PROBLEM: Retype each record exactly, please. Skip none.

(Dataset excerpts)
------------

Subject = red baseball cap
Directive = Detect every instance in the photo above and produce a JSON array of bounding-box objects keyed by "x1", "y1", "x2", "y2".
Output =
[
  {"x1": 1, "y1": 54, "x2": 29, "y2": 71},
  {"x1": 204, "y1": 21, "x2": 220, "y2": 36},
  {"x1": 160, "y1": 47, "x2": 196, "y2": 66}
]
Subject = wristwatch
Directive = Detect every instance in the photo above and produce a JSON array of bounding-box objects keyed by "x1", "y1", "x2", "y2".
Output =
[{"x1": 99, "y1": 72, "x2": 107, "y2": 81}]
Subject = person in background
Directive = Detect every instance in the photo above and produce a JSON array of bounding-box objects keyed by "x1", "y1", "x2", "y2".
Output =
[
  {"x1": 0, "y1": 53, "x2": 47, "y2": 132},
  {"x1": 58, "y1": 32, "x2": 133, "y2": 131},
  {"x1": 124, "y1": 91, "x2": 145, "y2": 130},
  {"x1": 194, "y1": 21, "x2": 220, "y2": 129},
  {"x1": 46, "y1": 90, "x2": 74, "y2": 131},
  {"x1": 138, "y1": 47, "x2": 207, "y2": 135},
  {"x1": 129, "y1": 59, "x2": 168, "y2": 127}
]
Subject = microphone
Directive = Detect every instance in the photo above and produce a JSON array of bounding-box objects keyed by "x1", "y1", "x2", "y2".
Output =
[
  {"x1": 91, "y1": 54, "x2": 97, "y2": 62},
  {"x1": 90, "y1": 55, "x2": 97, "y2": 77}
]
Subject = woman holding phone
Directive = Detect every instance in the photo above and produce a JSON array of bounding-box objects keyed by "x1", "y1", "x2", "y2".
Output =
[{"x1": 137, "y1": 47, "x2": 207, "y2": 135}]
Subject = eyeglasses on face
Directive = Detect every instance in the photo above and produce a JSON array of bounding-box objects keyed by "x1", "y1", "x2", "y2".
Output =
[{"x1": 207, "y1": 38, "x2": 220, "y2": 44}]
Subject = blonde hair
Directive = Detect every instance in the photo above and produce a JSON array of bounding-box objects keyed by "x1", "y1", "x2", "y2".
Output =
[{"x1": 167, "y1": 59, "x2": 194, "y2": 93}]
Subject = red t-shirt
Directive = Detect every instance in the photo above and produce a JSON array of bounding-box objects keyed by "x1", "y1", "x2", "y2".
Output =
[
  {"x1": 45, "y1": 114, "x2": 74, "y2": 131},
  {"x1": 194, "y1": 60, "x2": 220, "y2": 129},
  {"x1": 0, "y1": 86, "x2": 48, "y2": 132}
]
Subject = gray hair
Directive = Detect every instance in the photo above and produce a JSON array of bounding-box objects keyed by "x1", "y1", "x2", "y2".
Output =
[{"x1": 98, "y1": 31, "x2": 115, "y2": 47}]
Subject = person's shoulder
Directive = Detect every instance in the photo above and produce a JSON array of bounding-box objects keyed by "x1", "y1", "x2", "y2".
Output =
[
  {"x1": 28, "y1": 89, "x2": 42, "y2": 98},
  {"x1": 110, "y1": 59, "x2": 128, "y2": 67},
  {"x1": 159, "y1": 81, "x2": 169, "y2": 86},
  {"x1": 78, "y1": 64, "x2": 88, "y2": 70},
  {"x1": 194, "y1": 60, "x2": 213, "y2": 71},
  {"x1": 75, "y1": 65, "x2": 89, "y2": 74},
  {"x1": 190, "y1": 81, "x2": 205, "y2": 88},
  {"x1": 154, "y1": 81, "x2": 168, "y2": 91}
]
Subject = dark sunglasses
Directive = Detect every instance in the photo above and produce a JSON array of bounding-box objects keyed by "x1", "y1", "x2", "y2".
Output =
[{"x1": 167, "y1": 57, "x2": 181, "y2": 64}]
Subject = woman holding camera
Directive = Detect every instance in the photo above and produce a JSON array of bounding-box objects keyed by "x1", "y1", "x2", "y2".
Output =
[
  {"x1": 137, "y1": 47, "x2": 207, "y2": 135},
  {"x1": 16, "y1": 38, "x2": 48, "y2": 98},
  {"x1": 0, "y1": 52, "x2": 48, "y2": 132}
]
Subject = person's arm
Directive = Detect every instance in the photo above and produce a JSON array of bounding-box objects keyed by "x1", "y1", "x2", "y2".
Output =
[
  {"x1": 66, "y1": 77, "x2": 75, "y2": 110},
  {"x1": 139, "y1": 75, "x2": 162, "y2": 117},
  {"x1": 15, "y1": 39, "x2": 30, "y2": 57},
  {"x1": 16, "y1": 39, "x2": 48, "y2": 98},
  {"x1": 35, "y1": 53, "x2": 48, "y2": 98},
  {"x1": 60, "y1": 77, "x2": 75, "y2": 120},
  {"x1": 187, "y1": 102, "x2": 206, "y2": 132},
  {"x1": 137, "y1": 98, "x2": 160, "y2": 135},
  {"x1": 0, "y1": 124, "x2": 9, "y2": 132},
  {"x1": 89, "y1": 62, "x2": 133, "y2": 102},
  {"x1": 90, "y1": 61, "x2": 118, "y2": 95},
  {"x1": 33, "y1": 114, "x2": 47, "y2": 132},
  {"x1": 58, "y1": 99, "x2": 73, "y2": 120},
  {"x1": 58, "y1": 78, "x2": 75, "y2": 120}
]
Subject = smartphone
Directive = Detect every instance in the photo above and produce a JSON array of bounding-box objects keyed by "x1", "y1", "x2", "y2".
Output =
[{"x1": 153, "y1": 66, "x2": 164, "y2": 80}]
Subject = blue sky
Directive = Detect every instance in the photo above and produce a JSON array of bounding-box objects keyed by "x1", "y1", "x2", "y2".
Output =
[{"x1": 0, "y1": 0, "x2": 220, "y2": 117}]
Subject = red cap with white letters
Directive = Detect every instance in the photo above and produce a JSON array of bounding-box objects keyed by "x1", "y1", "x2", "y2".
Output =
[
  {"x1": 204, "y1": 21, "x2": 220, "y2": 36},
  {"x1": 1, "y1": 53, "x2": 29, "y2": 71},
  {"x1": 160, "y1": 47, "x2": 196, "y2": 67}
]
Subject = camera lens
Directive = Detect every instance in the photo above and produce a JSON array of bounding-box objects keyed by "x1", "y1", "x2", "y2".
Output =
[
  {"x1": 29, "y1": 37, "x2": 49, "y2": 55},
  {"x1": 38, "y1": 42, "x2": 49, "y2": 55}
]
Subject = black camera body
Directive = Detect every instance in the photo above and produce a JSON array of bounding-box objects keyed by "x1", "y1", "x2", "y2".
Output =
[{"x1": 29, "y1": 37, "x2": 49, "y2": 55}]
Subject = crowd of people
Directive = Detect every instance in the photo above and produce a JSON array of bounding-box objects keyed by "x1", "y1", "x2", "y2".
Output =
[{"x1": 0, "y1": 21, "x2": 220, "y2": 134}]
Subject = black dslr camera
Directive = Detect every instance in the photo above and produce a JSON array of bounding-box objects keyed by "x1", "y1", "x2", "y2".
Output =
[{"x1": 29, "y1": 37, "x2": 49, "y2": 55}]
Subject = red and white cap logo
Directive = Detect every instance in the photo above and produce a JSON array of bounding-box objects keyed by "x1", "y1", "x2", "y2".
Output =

------------

EXERCISE RESULT:
Subject = red baseball cap
Directive = Detect every instance in the photo above and produce a JSON array of bounding-box objects keyed by "x1", "y1", "x2", "y2".
Output =
[
  {"x1": 1, "y1": 54, "x2": 29, "y2": 71},
  {"x1": 204, "y1": 21, "x2": 220, "y2": 36},
  {"x1": 160, "y1": 47, "x2": 196, "y2": 66}
]
Subject = wristwatch
Directive = Detect every instance in the photo above and produce a JSON array of bounding-box objects keyed by "x1", "y1", "x2", "y2".
Output =
[{"x1": 99, "y1": 72, "x2": 107, "y2": 81}]
Subject = person in background
Directive = Detect every instance in the photo above and produce a JSON array of bounding-box objects keyed by "x1", "y1", "x2", "y2".
Output =
[
  {"x1": 0, "y1": 53, "x2": 47, "y2": 132},
  {"x1": 58, "y1": 32, "x2": 133, "y2": 131},
  {"x1": 124, "y1": 91, "x2": 145, "y2": 130},
  {"x1": 194, "y1": 21, "x2": 220, "y2": 129},
  {"x1": 46, "y1": 90, "x2": 74, "y2": 131},
  {"x1": 138, "y1": 47, "x2": 207, "y2": 135},
  {"x1": 129, "y1": 59, "x2": 168, "y2": 127}
]
Subject = microphone
Directive = Detect every instance in the photo above and produce a JSON array of bounding-box objects keyed by "x1", "y1", "x2", "y2".
Output =
[
  {"x1": 91, "y1": 54, "x2": 97, "y2": 62},
  {"x1": 90, "y1": 55, "x2": 97, "y2": 77}
]
Subject = woman holding phone
Directive = Detect every instance in the photo above and produce a JSON array of bounding-box objects keyed by "x1", "y1", "x2", "y2".
Output =
[{"x1": 137, "y1": 47, "x2": 207, "y2": 135}]
Subject = eyeglasses on face
Directive = Detect every instance in the photo above and produce a JSON array of bounding-box objects keyed by "x1", "y1", "x2", "y2".
Output =
[{"x1": 207, "y1": 38, "x2": 220, "y2": 44}]
Subject = blonde hair
Directive = Detect every instance in the photo above and produce a JSON array of bounding-box objects keyed by "x1", "y1", "x2", "y2".
Output =
[{"x1": 167, "y1": 59, "x2": 194, "y2": 93}]
Subject = red t-shirt
Directive = Detect every instance in the photo above and produce a JSON array of bounding-box objects keyed by "x1", "y1", "x2", "y2".
Output =
[
  {"x1": 45, "y1": 114, "x2": 74, "y2": 131},
  {"x1": 194, "y1": 60, "x2": 220, "y2": 129},
  {"x1": 0, "y1": 86, "x2": 48, "y2": 132}
]
Subject = gray hair
Directive = Detect every instance in the photo above and produce a JSON array of bounding-box objects keyed by "x1", "y1", "x2", "y2".
Output =
[{"x1": 98, "y1": 31, "x2": 115, "y2": 47}]
Subject = person's shoulder
Directive = Detect every instance in the photo above and produce a JSON array of bounding-box objects keyed by "x1", "y1", "x2", "y2".
Output =
[
  {"x1": 28, "y1": 89, "x2": 42, "y2": 98},
  {"x1": 110, "y1": 59, "x2": 128, "y2": 67},
  {"x1": 159, "y1": 81, "x2": 169, "y2": 86},
  {"x1": 78, "y1": 64, "x2": 88, "y2": 70},
  {"x1": 194, "y1": 60, "x2": 213, "y2": 71},
  {"x1": 75, "y1": 65, "x2": 89, "y2": 74},
  {"x1": 190, "y1": 81, "x2": 205, "y2": 88},
  {"x1": 154, "y1": 81, "x2": 168, "y2": 91}
]
Subject = dark sunglasses
Directive = Detect every instance in the photo above and produce a JSON array of bounding-box objects keyed by "x1", "y1", "x2", "y2".
Output =
[{"x1": 167, "y1": 57, "x2": 181, "y2": 64}]
Subject = woman holding camera
Directive = Detect every instance in the photo above and produce a JSON array of bounding-box objects keyed by "x1", "y1", "x2", "y2".
Output =
[
  {"x1": 137, "y1": 47, "x2": 207, "y2": 135},
  {"x1": 16, "y1": 38, "x2": 48, "y2": 98},
  {"x1": 0, "y1": 52, "x2": 48, "y2": 132}
]
Subject = person's arm
Directive = Detect every instance in the photo above and produce a JSON array of bounding-box objects keyed by "x1", "y1", "x2", "y2".
Output =
[
  {"x1": 66, "y1": 77, "x2": 75, "y2": 110},
  {"x1": 139, "y1": 75, "x2": 162, "y2": 117},
  {"x1": 15, "y1": 39, "x2": 30, "y2": 57},
  {"x1": 16, "y1": 39, "x2": 48, "y2": 98},
  {"x1": 35, "y1": 53, "x2": 48, "y2": 98},
  {"x1": 60, "y1": 77, "x2": 75, "y2": 120},
  {"x1": 187, "y1": 102, "x2": 206, "y2": 132},
  {"x1": 137, "y1": 98, "x2": 160, "y2": 135},
  {"x1": 0, "y1": 124, "x2": 9, "y2": 132},
  {"x1": 89, "y1": 62, "x2": 133, "y2": 102},
  {"x1": 90, "y1": 61, "x2": 118, "y2": 95},
  {"x1": 33, "y1": 114, "x2": 47, "y2": 132},
  {"x1": 58, "y1": 99, "x2": 73, "y2": 120},
  {"x1": 58, "y1": 78, "x2": 75, "y2": 120}
]
Subject = smartphone
Directive = Detect every instance in the photo above and produce a JSON array of bounding-box objects keyed by "x1", "y1", "x2", "y2".
Output =
[{"x1": 153, "y1": 66, "x2": 164, "y2": 80}]
Subject = blue sky
Directive = Detect every instance in the photo above and produce a JSON array of bounding-box objects keyed by "x1", "y1", "x2", "y2".
Output =
[{"x1": 0, "y1": 0, "x2": 220, "y2": 117}]
Subject = red cap with white letters
Directive = Detect every instance in the photo above and produce a JSON array of bounding-box objects keyed by "x1", "y1", "x2", "y2".
Output =
[
  {"x1": 204, "y1": 21, "x2": 220, "y2": 36},
  {"x1": 1, "y1": 53, "x2": 29, "y2": 71},
  {"x1": 160, "y1": 47, "x2": 196, "y2": 67}
]
Subject = camera lens
Directive = Detect every instance in the photo above and produce a JSON array of bounding-box objects keyed by "x1", "y1", "x2", "y2".
Output =
[
  {"x1": 29, "y1": 37, "x2": 49, "y2": 55},
  {"x1": 38, "y1": 42, "x2": 49, "y2": 55}
]
Subject = black camera body
Directive = Detect every instance in the photo above and produce a JSON array of bounding-box objects keyed by "x1", "y1", "x2", "y2".
Output =
[{"x1": 29, "y1": 37, "x2": 49, "y2": 55}]
Subject = crowd of people
Directive = Detect every instance in the photo above and produce a JSON array of bounding-box objects keyed by "x1", "y1", "x2", "y2".
Output =
[{"x1": 0, "y1": 21, "x2": 220, "y2": 134}]
Subject = black dslr camera
Directive = Detect every instance in the photo above and produce a JSON array of bounding-box objects keyed by "x1", "y1", "x2", "y2".
Output =
[{"x1": 29, "y1": 37, "x2": 49, "y2": 55}]
Subject = red and white cap logo
Directive = Detect every instance in the photo above and produce a JSON array of bounding-box objects keyed by "x1", "y1", "x2", "y2".
Output =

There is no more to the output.